Your objective
Scan the records for the line containing "drop a point: the person standing"; extract it and all later lines, verbatim, through the end, and nothing before it.

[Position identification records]
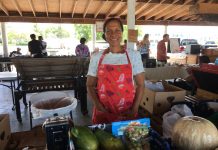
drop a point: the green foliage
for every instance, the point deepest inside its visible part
(83, 30)
(56, 32)
(17, 38)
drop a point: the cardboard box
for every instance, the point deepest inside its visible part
(160, 102)
(206, 95)
(192, 59)
(5, 130)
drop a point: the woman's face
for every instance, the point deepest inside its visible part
(113, 33)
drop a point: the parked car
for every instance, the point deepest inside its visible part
(186, 42)
(209, 44)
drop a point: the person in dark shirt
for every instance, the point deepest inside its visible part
(35, 47)
(44, 46)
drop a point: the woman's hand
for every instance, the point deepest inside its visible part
(100, 107)
(131, 113)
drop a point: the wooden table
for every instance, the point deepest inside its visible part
(9, 77)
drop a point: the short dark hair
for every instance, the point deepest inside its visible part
(165, 35)
(82, 40)
(108, 21)
(32, 36)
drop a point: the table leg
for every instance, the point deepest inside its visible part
(12, 93)
(17, 105)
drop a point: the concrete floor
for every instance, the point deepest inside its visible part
(6, 107)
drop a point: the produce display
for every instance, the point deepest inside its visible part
(84, 138)
(194, 132)
(127, 135)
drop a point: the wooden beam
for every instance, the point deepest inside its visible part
(183, 13)
(17, 7)
(100, 8)
(32, 7)
(73, 7)
(60, 7)
(179, 10)
(92, 21)
(140, 7)
(166, 8)
(204, 8)
(121, 11)
(86, 9)
(46, 7)
(172, 11)
(114, 5)
(4, 9)
(150, 10)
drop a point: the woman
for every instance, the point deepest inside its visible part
(82, 50)
(144, 47)
(113, 71)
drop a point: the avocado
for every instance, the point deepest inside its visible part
(108, 141)
(84, 138)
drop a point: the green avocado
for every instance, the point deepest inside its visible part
(84, 138)
(108, 141)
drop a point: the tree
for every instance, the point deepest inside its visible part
(56, 32)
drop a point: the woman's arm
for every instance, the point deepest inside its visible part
(91, 88)
(140, 85)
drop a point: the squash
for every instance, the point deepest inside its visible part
(194, 133)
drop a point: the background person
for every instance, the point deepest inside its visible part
(119, 76)
(44, 46)
(35, 47)
(144, 47)
(82, 50)
(162, 51)
(14, 54)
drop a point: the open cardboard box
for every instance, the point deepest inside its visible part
(159, 102)
(5, 130)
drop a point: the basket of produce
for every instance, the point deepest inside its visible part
(134, 136)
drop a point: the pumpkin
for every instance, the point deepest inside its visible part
(194, 133)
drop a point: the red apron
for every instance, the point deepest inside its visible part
(116, 91)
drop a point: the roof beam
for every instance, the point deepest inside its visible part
(100, 8)
(114, 5)
(178, 10)
(164, 9)
(4, 9)
(121, 11)
(46, 7)
(73, 7)
(86, 9)
(183, 13)
(32, 7)
(172, 11)
(204, 8)
(60, 7)
(143, 13)
(140, 7)
(17, 7)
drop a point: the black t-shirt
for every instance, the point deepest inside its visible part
(35, 47)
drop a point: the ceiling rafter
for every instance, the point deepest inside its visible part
(17, 7)
(60, 7)
(179, 10)
(150, 10)
(46, 7)
(86, 9)
(172, 11)
(100, 8)
(164, 9)
(122, 10)
(183, 13)
(114, 6)
(73, 7)
(32, 7)
(140, 7)
(4, 9)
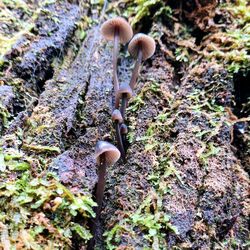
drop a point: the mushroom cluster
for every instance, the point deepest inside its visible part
(140, 47)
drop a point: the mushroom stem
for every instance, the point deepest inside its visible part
(136, 69)
(99, 198)
(124, 105)
(100, 185)
(119, 140)
(115, 57)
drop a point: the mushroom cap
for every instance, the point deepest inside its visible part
(124, 129)
(117, 23)
(146, 43)
(125, 89)
(111, 153)
(117, 116)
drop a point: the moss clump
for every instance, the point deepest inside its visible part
(149, 219)
(39, 213)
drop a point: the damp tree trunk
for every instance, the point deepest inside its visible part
(185, 182)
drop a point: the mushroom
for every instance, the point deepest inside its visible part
(124, 93)
(117, 118)
(116, 29)
(124, 131)
(141, 47)
(106, 154)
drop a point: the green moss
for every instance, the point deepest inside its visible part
(39, 213)
(41, 149)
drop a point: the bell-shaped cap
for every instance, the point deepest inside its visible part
(123, 129)
(107, 150)
(117, 116)
(145, 42)
(121, 25)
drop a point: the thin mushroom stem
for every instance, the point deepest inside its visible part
(101, 184)
(115, 57)
(99, 198)
(119, 140)
(123, 105)
(136, 69)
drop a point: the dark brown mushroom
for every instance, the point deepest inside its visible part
(124, 93)
(140, 47)
(106, 154)
(124, 132)
(116, 29)
(118, 119)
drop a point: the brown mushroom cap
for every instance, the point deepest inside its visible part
(111, 153)
(146, 43)
(124, 129)
(117, 116)
(117, 23)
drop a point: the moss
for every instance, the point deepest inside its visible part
(41, 149)
(39, 212)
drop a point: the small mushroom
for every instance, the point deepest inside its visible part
(117, 118)
(124, 93)
(124, 131)
(106, 154)
(141, 47)
(116, 29)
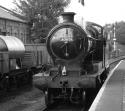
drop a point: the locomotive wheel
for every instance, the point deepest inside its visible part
(48, 98)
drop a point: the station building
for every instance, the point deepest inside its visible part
(11, 25)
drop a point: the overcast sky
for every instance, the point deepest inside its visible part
(98, 11)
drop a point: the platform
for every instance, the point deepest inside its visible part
(111, 96)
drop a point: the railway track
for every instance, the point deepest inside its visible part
(30, 99)
(73, 107)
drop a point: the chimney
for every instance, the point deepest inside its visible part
(68, 16)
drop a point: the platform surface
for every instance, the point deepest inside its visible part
(111, 96)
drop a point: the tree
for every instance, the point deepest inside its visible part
(41, 15)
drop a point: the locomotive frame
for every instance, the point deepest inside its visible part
(75, 79)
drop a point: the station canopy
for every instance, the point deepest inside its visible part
(12, 45)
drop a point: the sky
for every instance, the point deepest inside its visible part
(98, 11)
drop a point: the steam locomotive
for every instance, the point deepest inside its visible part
(79, 61)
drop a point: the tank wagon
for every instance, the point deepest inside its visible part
(79, 61)
(12, 74)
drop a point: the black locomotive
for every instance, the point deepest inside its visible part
(79, 61)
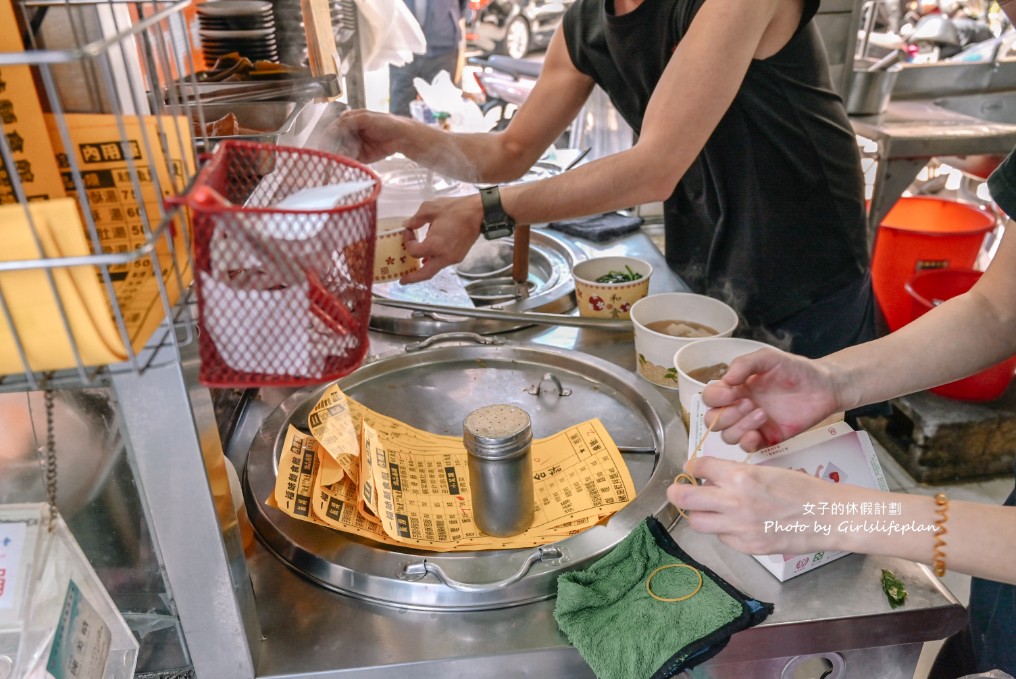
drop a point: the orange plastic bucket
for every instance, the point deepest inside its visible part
(927, 290)
(923, 233)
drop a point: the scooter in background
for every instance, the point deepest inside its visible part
(939, 37)
(505, 82)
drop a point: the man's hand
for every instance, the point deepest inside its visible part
(454, 226)
(365, 135)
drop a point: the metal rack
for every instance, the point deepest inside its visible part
(118, 67)
(90, 73)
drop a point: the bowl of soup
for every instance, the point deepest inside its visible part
(701, 362)
(667, 321)
(609, 287)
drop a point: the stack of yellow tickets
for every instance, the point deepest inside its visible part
(372, 476)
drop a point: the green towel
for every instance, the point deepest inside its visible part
(624, 633)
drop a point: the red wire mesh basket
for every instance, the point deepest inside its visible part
(283, 250)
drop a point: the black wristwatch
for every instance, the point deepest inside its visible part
(496, 222)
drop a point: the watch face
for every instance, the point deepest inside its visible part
(497, 230)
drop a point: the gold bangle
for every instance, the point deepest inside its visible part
(942, 509)
(673, 599)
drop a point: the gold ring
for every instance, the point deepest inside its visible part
(674, 599)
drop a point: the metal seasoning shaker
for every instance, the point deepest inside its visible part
(498, 439)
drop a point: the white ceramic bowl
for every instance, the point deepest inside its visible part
(654, 350)
(704, 353)
(610, 300)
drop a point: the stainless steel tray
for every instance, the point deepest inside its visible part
(552, 290)
(275, 119)
(433, 389)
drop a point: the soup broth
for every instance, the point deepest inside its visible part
(682, 328)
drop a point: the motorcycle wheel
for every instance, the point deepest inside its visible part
(517, 39)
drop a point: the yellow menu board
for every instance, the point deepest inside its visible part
(124, 204)
(21, 115)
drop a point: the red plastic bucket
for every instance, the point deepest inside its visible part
(927, 290)
(922, 233)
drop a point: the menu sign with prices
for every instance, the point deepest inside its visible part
(21, 115)
(410, 487)
(125, 183)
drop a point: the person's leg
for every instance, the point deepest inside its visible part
(400, 87)
(842, 319)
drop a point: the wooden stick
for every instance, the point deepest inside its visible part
(520, 261)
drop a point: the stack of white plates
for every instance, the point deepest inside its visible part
(247, 26)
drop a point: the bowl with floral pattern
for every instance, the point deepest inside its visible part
(608, 287)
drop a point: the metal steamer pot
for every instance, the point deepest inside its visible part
(433, 389)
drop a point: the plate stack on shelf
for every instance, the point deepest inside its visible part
(247, 26)
(291, 34)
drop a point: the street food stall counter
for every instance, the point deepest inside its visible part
(326, 611)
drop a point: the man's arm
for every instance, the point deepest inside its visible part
(694, 93)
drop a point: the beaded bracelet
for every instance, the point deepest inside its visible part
(942, 509)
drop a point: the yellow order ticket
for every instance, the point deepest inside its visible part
(425, 499)
(417, 484)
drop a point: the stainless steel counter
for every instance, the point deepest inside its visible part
(911, 132)
(839, 607)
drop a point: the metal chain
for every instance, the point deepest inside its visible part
(49, 459)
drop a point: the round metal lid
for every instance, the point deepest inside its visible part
(434, 389)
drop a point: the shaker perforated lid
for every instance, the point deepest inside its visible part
(497, 432)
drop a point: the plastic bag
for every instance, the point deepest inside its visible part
(389, 34)
(442, 96)
(57, 621)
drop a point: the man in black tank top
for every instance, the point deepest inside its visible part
(740, 134)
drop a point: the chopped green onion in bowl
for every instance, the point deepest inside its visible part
(620, 276)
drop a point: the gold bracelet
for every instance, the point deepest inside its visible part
(942, 509)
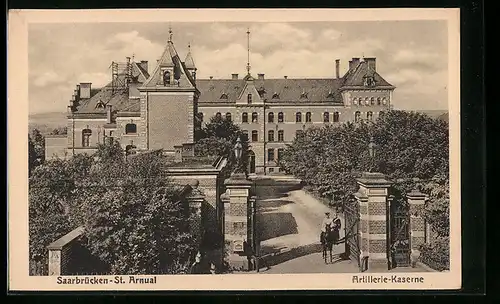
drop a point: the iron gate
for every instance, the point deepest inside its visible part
(399, 235)
(352, 242)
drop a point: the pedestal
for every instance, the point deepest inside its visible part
(236, 221)
(372, 197)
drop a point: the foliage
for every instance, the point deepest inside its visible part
(218, 137)
(133, 216)
(411, 149)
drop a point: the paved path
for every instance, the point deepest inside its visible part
(288, 226)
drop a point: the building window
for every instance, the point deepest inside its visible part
(280, 153)
(166, 78)
(111, 137)
(270, 135)
(245, 135)
(130, 129)
(336, 117)
(86, 134)
(254, 117)
(270, 117)
(326, 117)
(281, 117)
(255, 135)
(270, 154)
(369, 115)
(357, 116)
(298, 117)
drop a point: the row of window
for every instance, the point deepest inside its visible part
(130, 129)
(281, 117)
(369, 101)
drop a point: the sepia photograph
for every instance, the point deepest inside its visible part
(162, 150)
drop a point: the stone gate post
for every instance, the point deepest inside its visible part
(416, 200)
(236, 205)
(373, 197)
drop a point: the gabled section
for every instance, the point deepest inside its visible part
(170, 72)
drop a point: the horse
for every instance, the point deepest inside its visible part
(329, 238)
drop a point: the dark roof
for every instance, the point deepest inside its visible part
(355, 76)
(283, 90)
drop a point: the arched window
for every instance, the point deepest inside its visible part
(298, 117)
(166, 77)
(326, 117)
(86, 134)
(280, 153)
(270, 117)
(245, 135)
(369, 115)
(130, 128)
(255, 135)
(255, 117)
(270, 154)
(336, 117)
(357, 116)
(281, 135)
(281, 117)
(270, 135)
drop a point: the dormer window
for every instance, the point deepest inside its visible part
(166, 77)
(100, 105)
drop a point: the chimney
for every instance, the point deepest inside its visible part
(85, 89)
(108, 113)
(144, 65)
(371, 61)
(337, 68)
(353, 63)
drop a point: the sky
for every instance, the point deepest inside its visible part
(412, 55)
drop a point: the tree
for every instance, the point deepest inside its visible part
(218, 137)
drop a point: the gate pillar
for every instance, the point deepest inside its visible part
(237, 241)
(373, 203)
(416, 200)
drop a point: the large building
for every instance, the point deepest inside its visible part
(148, 109)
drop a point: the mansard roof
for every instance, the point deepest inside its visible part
(286, 90)
(355, 77)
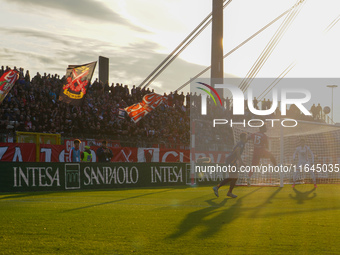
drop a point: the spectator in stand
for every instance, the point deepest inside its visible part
(318, 111)
(86, 155)
(313, 111)
(74, 154)
(104, 154)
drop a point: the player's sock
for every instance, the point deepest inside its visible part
(248, 181)
(215, 189)
(231, 195)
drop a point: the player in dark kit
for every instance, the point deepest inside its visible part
(232, 161)
(260, 140)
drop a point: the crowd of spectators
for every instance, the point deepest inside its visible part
(33, 106)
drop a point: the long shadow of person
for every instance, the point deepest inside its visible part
(258, 208)
(194, 219)
(213, 225)
(300, 197)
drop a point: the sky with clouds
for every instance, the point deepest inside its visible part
(136, 35)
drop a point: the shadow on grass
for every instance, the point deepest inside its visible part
(115, 201)
(23, 195)
(214, 224)
(300, 197)
(258, 208)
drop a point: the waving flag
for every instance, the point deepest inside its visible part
(137, 111)
(78, 78)
(7, 81)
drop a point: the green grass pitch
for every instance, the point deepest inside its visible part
(187, 220)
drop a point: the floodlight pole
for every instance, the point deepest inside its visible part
(217, 69)
(332, 87)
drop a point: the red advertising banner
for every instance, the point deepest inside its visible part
(17, 152)
(25, 152)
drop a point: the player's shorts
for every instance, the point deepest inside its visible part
(258, 154)
(232, 163)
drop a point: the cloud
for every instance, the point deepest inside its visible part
(129, 64)
(85, 8)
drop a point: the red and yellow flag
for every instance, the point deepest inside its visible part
(7, 81)
(137, 111)
(78, 78)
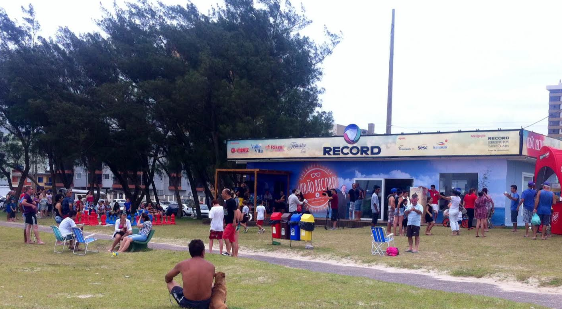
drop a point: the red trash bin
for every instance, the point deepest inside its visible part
(556, 224)
(276, 225)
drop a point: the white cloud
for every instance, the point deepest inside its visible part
(457, 65)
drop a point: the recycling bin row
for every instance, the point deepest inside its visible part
(292, 226)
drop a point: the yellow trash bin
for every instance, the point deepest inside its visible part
(307, 226)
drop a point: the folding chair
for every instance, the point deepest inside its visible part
(79, 238)
(59, 239)
(379, 239)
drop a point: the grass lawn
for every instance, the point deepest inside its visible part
(502, 254)
(35, 277)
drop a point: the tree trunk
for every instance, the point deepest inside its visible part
(155, 192)
(193, 190)
(7, 175)
(53, 174)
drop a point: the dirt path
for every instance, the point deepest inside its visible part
(549, 297)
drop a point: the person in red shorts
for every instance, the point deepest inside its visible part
(217, 225)
(229, 234)
(260, 217)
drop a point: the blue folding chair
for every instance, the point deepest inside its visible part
(380, 239)
(79, 238)
(59, 239)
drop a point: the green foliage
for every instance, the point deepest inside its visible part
(163, 83)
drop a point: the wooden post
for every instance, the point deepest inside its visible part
(287, 192)
(216, 184)
(390, 79)
(255, 194)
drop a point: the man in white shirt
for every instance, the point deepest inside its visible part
(294, 201)
(122, 229)
(260, 217)
(216, 214)
(414, 212)
(375, 205)
(245, 216)
(65, 228)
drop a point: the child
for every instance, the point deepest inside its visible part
(246, 216)
(429, 219)
(11, 206)
(260, 217)
(216, 214)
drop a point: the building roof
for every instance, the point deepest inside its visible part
(496, 143)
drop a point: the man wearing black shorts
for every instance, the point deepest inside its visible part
(375, 205)
(30, 211)
(197, 275)
(334, 206)
(413, 212)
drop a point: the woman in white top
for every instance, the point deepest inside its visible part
(454, 211)
(216, 214)
(122, 229)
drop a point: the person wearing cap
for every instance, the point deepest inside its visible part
(543, 205)
(434, 201)
(514, 197)
(454, 211)
(375, 205)
(413, 212)
(294, 202)
(528, 202)
(491, 208)
(391, 208)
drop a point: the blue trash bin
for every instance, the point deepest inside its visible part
(294, 226)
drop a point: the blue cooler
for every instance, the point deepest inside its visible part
(294, 226)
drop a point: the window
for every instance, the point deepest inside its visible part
(464, 181)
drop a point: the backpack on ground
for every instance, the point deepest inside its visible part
(392, 251)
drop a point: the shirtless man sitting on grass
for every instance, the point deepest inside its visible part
(197, 275)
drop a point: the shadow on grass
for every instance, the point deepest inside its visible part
(551, 282)
(471, 272)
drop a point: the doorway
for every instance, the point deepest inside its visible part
(389, 184)
(368, 184)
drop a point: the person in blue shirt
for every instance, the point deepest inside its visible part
(414, 212)
(128, 206)
(543, 207)
(528, 202)
(514, 197)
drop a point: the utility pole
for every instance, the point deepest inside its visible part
(390, 76)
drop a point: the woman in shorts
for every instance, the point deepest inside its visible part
(122, 228)
(429, 219)
(216, 214)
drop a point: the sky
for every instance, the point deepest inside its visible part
(457, 65)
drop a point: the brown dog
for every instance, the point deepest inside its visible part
(218, 295)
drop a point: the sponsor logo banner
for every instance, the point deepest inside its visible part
(495, 143)
(533, 142)
(313, 181)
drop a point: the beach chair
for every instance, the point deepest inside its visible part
(59, 239)
(79, 238)
(379, 240)
(140, 245)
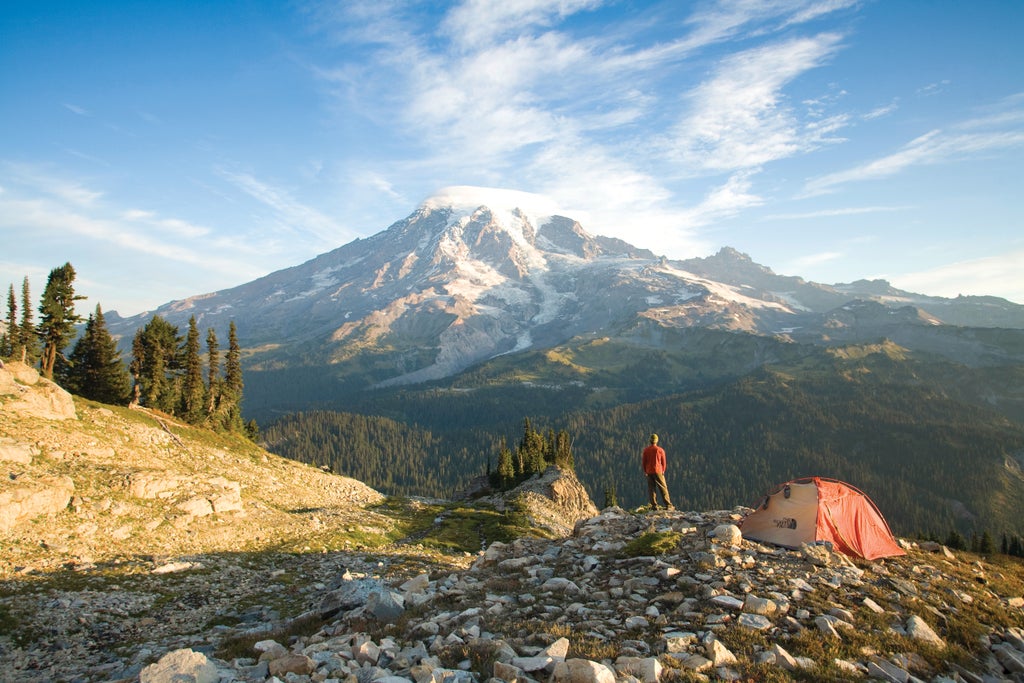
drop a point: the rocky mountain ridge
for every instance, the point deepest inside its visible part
(183, 555)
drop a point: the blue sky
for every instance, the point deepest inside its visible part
(173, 148)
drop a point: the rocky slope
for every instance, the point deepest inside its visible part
(180, 555)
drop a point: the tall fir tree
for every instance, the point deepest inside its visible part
(96, 370)
(57, 318)
(193, 389)
(11, 332)
(212, 374)
(29, 350)
(233, 386)
(156, 365)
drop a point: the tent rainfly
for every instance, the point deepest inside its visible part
(819, 509)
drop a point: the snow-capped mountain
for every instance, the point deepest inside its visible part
(474, 273)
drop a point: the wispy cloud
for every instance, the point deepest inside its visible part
(933, 147)
(75, 109)
(977, 276)
(289, 213)
(811, 260)
(832, 213)
(514, 95)
(739, 119)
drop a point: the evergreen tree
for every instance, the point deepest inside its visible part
(985, 544)
(11, 332)
(193, 389)
(29, 351)
(610, 498)
(955, 541)
(156, 365)
(57, 318)
(530, 450)
(506, 468)
(563, 451)
(95, 370)
(212, 373)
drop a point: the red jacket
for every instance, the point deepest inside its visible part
(653, 460)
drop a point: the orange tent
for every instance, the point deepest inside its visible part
(820, 509)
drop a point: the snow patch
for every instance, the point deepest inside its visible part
(725, 292)
(467, 199)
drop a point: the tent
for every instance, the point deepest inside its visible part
(820, 509)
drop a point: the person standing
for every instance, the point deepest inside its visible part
(653, 462)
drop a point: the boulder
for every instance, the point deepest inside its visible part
(42, 399)
(183, 666)
(45, 496)
(12, 451)
(582, 671)
(918, 629)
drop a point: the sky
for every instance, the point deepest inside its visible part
(171, 148)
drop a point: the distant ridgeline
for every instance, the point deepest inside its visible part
(932, 463)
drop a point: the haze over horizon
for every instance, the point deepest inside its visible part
(170, 150)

Solved problem
drop a point: the person standing
for every instance, the point deepest inside its visible part
(653, 462)
drop a point: the boulder
for every instance, the point deepest inside its visible part
(42, 399)
(183, 666)
(45, 496)
(12, 451)
(582, 671)
(918, 629)
drop a point: the sky
for every instance, the point deepest inside its visible part
(171, 148)
drop a point: the distant ridgeline
for every instance, the point deepest inside its visible part
(932, 463)
drop a point: the haze over horizon
for every instance, the point deepest inside its visible part
(170, 150)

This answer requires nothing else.